» **WHAT IS REQUIRED**:
Lay out all of the data below as a JSON list of strings, with one string for each line and no blank lines. Leave the image out of your answer.

[start MATERIAL PROVIDED]

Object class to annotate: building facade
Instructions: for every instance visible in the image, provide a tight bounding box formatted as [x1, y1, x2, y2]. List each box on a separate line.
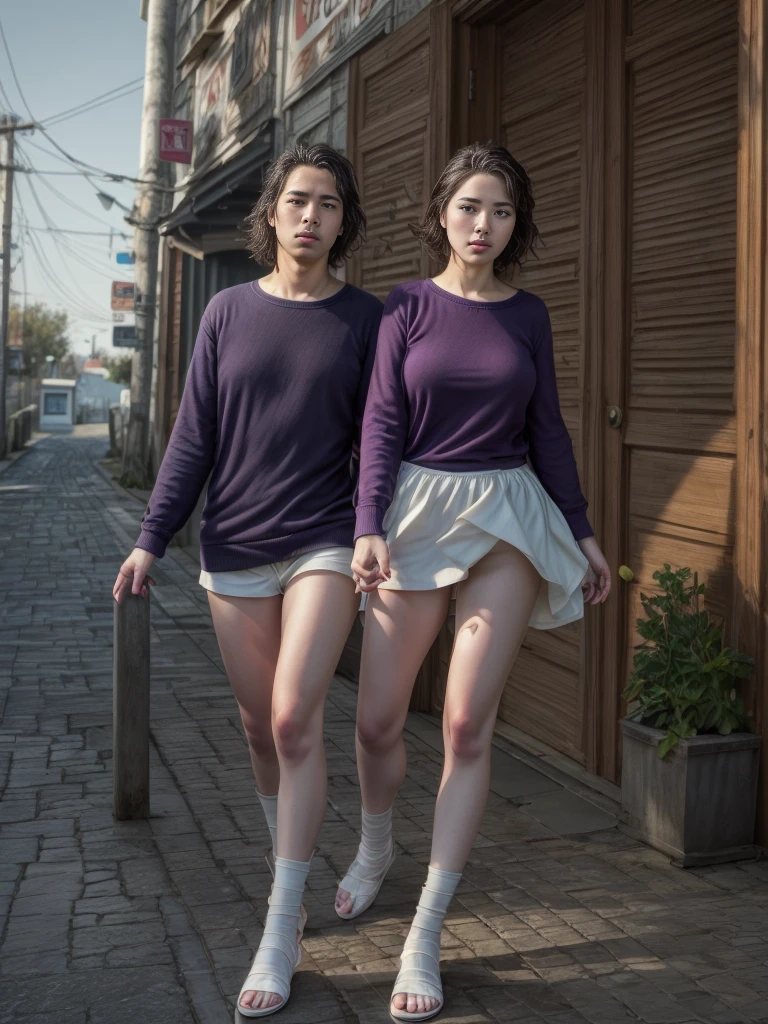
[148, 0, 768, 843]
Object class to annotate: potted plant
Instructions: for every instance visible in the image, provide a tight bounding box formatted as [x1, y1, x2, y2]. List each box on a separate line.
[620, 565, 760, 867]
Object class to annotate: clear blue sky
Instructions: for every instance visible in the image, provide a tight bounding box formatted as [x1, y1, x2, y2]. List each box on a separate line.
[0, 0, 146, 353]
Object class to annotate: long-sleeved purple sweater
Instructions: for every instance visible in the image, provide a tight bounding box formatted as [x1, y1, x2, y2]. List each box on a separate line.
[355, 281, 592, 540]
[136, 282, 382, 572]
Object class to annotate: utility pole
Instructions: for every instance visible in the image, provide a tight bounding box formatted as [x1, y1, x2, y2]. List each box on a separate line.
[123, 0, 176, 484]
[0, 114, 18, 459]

[end MATERIAL PROVIDED]

» **RESPONSE FOR THIS EXERCISE**:
[
  "Object class to annotate: building facade",
  "Instructions: for every instance visible in the image, provide a tight bounding box formatted as [x1, y1, x2, y2]. List each box on a separate line.",
  "[148, 0, 768, 843]",
  "Object class to annotate: potted plant",
  "Instructions: for every instance visible in the image, provide a tight bounding box formatted as [x1, y1, x2, y2]. List each box on a separate line.",
  "[620, 565, 760, 867]",
  "Object class to annotate: clear blue sky",
  "Instructions: for every instance visible in the image, provide a tight bounding box formatted as [x1, y1, x2, y2]. List each box on a separate line.",
  "[0, 0, 146, 353]",
  "Object class to annotate: long-sleeved purple sweater",
  "Instructions: for every instance visible in the image, provide a tight bounding box formatted as [x1, y1, x2, y2]. List each box on a separate line.",
  "[355, 281, 592, 540]",
  "[136, 282, 382, 572]",
  "Object class to annotate: utility pole",
  "Instructions: for every instance visible in the image, provide a tight bounding box formatted as [x1, y1, x2, y2]. List each box on a separate line.",
  "[123, 0, 176, 484]",
  "[0, 114, 18, 459]"
]